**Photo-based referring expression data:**
_ _ _ _ _ _ _

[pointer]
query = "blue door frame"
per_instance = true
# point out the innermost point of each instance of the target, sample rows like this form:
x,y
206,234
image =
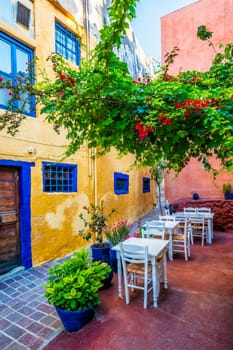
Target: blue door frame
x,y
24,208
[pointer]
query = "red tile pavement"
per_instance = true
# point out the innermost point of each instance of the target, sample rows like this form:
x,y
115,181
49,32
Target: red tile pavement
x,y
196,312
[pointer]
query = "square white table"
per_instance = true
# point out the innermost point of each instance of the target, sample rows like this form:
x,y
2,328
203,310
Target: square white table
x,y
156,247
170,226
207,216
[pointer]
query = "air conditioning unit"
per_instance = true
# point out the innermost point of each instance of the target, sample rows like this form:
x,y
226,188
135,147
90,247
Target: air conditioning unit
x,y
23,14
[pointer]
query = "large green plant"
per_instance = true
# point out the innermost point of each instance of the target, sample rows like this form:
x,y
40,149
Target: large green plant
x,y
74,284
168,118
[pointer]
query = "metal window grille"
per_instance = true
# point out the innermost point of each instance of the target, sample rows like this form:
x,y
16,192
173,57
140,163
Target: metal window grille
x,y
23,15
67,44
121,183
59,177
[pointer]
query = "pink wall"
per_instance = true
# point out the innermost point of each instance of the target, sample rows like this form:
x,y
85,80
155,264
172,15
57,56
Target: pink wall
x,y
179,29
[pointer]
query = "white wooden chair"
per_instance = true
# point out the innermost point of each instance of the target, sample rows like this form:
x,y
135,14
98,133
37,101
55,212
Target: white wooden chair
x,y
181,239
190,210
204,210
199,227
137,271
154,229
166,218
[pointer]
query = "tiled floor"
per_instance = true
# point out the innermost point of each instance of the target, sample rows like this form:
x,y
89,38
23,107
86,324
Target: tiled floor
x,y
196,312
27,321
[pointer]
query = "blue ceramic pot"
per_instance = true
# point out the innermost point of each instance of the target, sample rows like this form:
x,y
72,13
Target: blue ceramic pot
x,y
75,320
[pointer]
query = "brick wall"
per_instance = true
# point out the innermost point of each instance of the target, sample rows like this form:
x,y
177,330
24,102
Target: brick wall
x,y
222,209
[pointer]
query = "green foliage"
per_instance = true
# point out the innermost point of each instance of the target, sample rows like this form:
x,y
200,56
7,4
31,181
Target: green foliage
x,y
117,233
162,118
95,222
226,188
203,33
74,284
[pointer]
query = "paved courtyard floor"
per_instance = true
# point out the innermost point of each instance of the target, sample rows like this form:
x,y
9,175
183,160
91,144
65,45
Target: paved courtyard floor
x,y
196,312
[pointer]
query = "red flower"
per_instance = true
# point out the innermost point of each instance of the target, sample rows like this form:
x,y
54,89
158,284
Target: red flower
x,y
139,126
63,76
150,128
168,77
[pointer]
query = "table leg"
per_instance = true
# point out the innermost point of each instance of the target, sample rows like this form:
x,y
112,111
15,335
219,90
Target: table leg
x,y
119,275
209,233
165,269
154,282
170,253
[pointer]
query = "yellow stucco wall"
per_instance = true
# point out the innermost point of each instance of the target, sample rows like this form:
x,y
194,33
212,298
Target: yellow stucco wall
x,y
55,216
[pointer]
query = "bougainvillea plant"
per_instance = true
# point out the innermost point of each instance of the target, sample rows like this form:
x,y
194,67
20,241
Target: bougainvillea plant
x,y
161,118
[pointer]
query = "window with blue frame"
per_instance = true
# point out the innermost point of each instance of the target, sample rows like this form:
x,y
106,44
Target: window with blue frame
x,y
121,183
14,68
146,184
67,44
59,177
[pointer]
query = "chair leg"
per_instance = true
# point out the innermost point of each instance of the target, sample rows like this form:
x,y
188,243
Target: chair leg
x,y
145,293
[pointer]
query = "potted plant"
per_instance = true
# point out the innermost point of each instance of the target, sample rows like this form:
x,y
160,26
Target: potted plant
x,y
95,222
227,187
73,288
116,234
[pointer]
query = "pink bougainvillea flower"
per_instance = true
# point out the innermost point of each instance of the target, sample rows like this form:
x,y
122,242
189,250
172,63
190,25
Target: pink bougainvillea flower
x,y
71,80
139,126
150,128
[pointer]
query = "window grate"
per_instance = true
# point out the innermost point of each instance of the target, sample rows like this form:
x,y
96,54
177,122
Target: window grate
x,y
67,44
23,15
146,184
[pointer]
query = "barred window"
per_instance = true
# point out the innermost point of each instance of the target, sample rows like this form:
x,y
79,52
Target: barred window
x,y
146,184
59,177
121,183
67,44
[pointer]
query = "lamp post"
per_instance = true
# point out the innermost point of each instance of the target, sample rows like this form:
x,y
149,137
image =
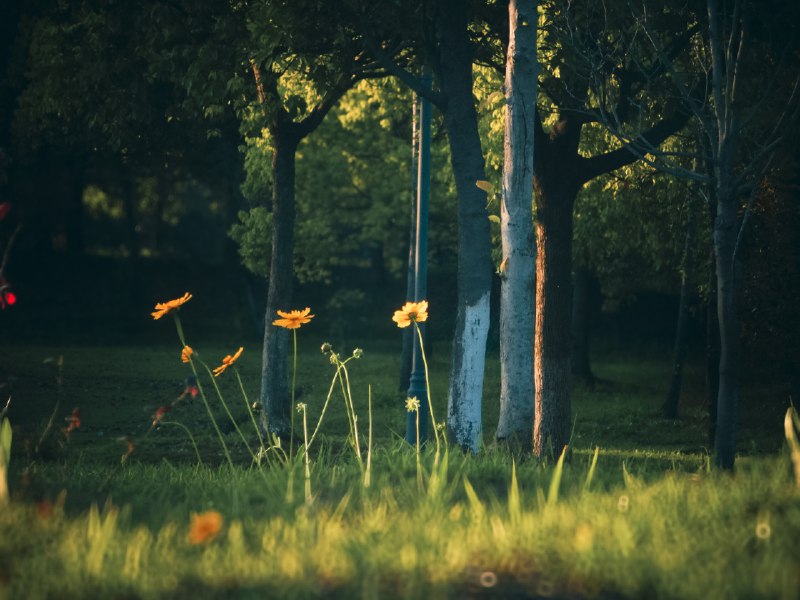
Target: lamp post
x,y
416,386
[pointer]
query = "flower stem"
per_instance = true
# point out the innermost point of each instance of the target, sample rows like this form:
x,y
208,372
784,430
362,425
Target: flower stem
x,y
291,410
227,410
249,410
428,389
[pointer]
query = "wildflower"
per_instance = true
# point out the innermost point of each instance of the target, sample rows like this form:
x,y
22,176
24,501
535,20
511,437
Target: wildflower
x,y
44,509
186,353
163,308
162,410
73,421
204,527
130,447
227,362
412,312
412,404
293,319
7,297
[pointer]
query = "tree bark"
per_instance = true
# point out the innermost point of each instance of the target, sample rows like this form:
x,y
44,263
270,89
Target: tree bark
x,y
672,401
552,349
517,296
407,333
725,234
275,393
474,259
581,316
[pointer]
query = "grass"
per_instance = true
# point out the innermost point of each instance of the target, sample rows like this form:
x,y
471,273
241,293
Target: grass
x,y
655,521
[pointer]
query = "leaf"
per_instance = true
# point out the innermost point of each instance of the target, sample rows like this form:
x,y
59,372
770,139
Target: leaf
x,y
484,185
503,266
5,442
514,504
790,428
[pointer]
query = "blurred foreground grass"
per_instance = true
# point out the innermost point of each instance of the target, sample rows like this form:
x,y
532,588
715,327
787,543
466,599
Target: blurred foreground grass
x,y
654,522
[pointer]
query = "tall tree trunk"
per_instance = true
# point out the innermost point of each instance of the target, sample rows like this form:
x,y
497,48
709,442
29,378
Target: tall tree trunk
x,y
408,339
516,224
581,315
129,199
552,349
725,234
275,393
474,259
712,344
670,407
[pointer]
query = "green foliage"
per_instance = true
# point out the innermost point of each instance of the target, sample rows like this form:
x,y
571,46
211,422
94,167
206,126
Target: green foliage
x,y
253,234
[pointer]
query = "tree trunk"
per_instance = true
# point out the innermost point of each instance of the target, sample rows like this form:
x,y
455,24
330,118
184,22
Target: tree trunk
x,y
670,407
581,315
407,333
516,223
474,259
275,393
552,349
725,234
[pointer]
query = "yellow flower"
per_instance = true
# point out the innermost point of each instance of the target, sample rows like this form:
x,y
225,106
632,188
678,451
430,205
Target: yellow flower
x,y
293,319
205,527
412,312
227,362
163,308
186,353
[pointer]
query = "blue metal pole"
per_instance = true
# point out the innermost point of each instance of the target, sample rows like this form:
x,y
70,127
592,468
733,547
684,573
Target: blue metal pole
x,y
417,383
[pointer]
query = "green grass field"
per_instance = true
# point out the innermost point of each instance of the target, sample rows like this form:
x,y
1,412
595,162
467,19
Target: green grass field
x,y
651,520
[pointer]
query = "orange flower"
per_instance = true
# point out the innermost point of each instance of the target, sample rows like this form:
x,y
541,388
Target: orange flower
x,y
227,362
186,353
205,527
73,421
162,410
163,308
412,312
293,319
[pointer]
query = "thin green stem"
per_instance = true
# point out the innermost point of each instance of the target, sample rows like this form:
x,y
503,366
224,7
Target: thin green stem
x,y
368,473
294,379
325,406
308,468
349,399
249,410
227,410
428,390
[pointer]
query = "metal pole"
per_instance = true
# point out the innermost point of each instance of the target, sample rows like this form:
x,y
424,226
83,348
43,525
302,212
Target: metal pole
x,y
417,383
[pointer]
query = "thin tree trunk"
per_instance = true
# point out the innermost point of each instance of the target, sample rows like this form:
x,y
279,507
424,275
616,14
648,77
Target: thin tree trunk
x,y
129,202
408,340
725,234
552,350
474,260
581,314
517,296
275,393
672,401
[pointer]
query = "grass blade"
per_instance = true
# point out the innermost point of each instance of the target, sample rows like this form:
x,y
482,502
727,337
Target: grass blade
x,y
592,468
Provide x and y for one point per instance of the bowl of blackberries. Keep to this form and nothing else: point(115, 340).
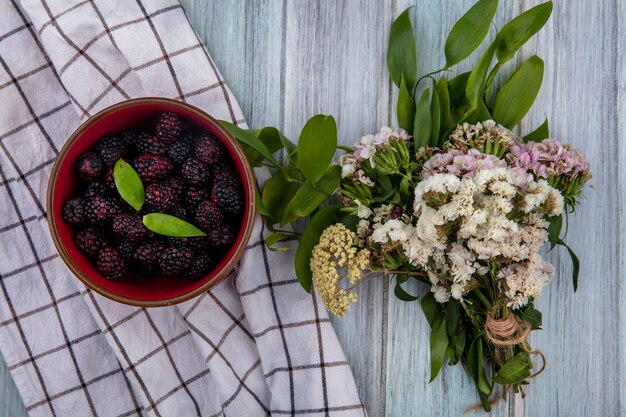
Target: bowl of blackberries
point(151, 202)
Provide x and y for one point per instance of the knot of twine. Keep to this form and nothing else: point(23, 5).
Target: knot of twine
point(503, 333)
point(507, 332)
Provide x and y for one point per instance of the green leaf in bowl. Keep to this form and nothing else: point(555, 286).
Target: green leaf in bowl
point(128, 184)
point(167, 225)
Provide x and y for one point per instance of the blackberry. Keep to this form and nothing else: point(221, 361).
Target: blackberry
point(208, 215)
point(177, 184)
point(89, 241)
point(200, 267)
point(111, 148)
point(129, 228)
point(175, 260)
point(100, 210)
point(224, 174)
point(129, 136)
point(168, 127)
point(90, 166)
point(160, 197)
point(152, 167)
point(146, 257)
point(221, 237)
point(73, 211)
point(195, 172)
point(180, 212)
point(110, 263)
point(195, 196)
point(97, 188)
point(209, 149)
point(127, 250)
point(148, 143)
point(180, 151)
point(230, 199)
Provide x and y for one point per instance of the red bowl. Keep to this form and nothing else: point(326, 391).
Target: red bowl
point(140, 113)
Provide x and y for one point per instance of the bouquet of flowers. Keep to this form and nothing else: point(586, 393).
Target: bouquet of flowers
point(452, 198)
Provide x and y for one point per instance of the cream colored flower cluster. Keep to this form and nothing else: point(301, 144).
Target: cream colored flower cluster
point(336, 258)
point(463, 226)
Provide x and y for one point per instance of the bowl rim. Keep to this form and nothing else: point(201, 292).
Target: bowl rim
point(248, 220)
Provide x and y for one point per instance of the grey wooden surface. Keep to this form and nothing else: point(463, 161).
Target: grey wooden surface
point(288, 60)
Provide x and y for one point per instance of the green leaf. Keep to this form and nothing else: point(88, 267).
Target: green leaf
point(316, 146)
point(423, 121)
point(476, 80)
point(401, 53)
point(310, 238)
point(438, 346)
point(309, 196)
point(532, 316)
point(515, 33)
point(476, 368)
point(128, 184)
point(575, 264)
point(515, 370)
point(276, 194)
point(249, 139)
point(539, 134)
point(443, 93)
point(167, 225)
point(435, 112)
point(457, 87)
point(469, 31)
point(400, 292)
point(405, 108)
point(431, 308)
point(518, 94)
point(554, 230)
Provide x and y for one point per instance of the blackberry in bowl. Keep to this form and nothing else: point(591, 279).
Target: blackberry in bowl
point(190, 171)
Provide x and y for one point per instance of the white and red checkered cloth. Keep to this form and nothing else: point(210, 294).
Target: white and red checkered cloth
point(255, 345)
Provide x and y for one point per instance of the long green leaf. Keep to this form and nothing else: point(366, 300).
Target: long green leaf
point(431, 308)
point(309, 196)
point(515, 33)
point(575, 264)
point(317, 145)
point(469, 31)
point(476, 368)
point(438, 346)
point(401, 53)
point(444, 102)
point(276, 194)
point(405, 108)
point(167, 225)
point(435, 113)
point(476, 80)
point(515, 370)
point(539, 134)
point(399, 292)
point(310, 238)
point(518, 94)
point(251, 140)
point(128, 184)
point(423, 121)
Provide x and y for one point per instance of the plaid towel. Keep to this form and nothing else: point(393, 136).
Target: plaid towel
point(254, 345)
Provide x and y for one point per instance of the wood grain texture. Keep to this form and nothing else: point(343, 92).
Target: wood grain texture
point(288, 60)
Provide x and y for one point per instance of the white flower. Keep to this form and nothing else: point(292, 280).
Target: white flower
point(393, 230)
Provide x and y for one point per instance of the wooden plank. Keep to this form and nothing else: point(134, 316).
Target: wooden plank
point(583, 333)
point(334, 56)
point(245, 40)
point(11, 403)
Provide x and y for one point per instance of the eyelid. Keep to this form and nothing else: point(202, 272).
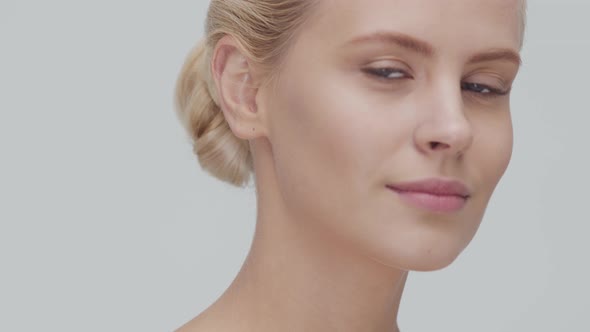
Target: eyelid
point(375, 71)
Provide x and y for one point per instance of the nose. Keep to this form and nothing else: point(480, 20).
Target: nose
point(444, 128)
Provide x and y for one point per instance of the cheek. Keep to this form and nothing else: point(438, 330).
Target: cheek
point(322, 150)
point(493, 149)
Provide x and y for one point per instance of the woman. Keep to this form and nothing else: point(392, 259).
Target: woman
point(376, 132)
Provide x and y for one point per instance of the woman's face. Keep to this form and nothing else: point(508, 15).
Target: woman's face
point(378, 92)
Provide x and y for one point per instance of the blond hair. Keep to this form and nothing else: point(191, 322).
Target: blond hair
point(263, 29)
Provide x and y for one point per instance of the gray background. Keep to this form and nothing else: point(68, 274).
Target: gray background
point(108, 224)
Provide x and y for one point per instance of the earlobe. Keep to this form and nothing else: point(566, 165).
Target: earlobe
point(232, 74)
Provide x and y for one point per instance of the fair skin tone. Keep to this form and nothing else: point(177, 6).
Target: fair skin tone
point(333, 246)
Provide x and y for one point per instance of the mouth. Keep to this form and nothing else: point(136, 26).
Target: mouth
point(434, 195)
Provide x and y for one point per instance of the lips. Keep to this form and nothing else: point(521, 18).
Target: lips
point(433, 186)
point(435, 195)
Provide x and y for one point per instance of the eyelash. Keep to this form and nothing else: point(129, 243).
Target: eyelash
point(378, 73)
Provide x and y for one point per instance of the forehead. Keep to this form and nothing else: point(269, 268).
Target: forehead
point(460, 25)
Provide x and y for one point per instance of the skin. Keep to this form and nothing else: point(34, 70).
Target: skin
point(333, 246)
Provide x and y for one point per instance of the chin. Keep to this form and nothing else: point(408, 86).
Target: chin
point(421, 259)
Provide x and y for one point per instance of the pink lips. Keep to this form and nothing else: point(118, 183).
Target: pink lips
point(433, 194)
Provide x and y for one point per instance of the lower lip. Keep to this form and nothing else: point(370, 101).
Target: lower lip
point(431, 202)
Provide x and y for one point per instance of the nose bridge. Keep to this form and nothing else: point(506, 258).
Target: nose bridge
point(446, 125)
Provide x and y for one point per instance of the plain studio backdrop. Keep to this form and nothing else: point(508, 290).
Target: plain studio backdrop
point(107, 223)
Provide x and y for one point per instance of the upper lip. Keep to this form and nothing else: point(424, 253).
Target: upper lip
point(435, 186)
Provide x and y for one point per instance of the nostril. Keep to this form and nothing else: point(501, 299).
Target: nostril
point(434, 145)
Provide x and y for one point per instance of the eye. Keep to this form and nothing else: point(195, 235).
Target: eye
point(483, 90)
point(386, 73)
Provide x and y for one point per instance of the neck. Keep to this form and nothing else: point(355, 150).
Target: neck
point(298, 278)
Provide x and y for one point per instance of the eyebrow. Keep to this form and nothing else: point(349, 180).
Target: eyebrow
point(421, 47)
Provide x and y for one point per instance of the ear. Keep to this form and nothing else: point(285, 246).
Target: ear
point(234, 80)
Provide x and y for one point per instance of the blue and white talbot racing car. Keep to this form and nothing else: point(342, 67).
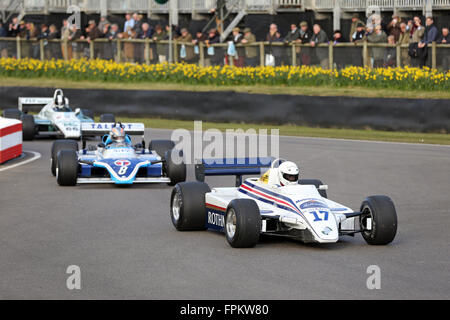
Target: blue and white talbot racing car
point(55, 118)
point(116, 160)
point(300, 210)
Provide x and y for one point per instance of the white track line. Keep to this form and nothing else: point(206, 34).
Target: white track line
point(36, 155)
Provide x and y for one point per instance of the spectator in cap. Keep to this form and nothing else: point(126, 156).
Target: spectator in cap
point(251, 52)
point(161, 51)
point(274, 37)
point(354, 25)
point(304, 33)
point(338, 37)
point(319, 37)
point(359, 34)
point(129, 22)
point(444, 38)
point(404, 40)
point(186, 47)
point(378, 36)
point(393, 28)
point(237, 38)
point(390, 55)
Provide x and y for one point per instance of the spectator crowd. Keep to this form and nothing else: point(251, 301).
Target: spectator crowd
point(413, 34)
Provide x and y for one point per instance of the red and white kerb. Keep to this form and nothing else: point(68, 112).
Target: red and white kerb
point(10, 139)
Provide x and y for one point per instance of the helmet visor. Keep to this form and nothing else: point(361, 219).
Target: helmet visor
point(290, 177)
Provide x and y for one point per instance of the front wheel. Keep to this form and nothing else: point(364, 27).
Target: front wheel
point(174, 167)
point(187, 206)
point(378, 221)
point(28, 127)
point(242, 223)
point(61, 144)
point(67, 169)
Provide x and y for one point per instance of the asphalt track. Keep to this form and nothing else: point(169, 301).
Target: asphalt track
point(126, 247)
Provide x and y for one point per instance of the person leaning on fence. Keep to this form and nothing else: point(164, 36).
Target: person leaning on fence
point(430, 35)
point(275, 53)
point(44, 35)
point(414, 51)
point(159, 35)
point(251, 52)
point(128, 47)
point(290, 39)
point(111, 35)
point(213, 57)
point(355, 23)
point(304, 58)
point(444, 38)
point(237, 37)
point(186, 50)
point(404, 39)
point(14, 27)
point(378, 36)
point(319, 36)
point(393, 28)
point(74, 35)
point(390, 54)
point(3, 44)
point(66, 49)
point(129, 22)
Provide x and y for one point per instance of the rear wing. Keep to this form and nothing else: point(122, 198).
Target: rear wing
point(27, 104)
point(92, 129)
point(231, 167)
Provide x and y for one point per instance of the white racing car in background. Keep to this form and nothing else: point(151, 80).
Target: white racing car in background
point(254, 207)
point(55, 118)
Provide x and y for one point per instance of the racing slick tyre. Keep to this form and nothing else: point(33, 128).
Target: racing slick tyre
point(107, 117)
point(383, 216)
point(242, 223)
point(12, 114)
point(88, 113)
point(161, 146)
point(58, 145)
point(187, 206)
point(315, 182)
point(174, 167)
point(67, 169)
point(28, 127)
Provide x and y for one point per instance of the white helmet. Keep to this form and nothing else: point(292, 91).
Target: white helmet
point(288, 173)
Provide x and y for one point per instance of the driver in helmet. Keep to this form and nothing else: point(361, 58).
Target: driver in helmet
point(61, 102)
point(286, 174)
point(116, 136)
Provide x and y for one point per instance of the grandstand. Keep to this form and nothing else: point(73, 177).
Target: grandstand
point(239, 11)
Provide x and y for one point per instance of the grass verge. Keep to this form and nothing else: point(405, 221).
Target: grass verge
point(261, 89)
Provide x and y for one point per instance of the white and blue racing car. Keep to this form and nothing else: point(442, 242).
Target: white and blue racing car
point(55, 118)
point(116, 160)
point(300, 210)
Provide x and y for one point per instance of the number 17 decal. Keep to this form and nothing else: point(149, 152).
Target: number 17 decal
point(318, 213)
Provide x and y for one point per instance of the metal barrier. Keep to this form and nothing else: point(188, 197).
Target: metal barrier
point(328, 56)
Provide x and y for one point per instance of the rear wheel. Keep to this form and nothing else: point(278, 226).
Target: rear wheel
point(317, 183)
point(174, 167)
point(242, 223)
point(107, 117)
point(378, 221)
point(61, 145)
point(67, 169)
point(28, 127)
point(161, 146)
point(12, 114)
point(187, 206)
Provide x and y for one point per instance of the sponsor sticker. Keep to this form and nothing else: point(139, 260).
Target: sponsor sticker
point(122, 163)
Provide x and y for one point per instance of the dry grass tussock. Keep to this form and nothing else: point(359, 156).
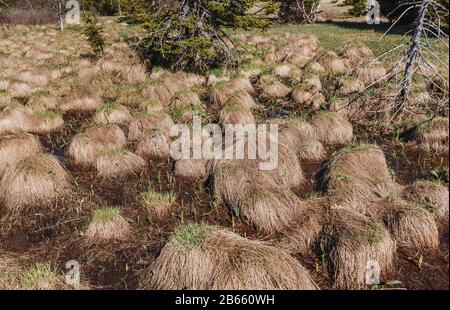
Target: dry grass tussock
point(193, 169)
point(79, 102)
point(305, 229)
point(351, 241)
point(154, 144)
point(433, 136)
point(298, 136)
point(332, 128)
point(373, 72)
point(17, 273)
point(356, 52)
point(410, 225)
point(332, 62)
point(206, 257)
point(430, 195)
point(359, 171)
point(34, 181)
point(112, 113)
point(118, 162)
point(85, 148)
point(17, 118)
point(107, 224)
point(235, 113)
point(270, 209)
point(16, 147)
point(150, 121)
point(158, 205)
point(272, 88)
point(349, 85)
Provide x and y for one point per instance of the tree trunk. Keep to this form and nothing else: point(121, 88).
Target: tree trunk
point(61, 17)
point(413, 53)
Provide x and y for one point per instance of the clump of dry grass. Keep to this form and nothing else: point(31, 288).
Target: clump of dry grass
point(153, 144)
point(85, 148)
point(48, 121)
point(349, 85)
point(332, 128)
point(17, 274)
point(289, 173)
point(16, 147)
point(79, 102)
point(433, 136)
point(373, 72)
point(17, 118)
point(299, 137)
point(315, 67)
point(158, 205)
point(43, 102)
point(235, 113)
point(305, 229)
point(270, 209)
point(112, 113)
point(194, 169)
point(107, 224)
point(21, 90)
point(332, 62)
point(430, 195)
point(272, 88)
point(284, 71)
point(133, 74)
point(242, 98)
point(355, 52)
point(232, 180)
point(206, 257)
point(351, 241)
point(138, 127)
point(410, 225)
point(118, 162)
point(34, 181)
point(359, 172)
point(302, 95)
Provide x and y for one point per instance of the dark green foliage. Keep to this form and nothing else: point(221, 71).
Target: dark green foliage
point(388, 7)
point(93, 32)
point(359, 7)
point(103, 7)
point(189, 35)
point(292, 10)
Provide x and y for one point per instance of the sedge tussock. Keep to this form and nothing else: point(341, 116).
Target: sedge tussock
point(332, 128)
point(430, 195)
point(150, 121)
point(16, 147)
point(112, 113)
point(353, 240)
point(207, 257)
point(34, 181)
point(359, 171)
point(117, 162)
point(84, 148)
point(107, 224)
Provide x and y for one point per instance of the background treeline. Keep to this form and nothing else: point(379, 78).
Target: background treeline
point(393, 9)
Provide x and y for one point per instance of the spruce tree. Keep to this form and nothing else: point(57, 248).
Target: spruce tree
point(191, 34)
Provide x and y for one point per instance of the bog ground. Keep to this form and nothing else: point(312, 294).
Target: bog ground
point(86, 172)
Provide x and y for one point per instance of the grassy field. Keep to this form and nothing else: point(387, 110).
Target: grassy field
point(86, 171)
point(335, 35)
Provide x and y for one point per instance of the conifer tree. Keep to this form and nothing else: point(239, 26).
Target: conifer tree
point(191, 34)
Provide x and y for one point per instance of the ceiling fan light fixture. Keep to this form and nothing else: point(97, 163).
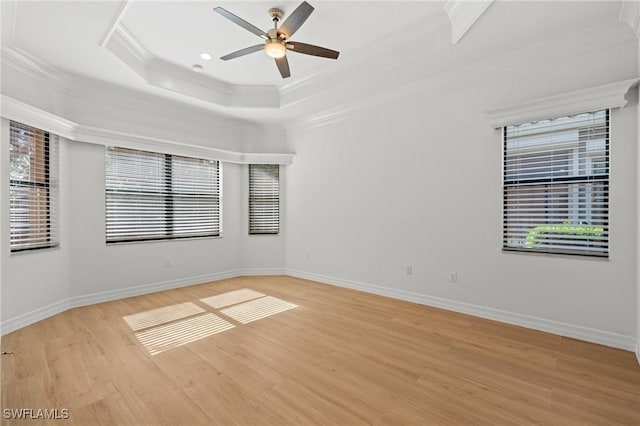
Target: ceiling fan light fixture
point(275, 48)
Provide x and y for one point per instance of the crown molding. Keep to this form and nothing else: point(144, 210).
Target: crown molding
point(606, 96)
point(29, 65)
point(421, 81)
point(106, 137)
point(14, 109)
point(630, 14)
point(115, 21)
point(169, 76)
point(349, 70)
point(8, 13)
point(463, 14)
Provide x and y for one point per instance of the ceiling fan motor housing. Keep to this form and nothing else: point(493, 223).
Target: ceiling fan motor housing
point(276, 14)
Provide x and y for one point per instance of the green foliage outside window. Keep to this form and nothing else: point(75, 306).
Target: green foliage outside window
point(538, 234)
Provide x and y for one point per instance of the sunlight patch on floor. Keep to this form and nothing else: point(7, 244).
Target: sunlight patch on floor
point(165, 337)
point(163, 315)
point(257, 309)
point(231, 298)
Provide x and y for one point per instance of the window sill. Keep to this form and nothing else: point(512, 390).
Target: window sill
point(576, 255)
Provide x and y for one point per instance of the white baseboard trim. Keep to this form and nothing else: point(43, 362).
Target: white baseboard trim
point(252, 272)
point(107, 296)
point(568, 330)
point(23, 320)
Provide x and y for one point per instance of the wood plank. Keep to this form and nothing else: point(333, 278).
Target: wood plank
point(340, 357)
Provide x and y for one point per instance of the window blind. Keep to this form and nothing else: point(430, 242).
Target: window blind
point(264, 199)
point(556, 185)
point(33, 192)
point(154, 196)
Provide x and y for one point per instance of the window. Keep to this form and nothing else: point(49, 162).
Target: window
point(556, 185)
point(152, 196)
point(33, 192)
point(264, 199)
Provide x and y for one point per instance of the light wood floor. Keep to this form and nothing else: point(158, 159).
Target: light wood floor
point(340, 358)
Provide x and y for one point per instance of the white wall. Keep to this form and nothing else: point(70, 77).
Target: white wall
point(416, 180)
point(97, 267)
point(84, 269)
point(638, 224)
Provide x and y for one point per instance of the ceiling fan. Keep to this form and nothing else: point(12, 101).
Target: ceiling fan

_ _ _ _ _ _ _

**WORK ORDER:** Each line in the entries above, starting at the line with "else: point(370, 101)." and ending at the line with "else: point(506, 258).", is to be printed exactly, and only those lines.

**COMPLETED EXERCISE:**
Provide x and y for one point per instance of the lower lip. Keep to this form and nothing else: point(370, 101).
Target: lower lip
point(431, 202)
Provide x and y for one point per instance of the nose bridge. Keep to this form and nothing else: point(506, 258).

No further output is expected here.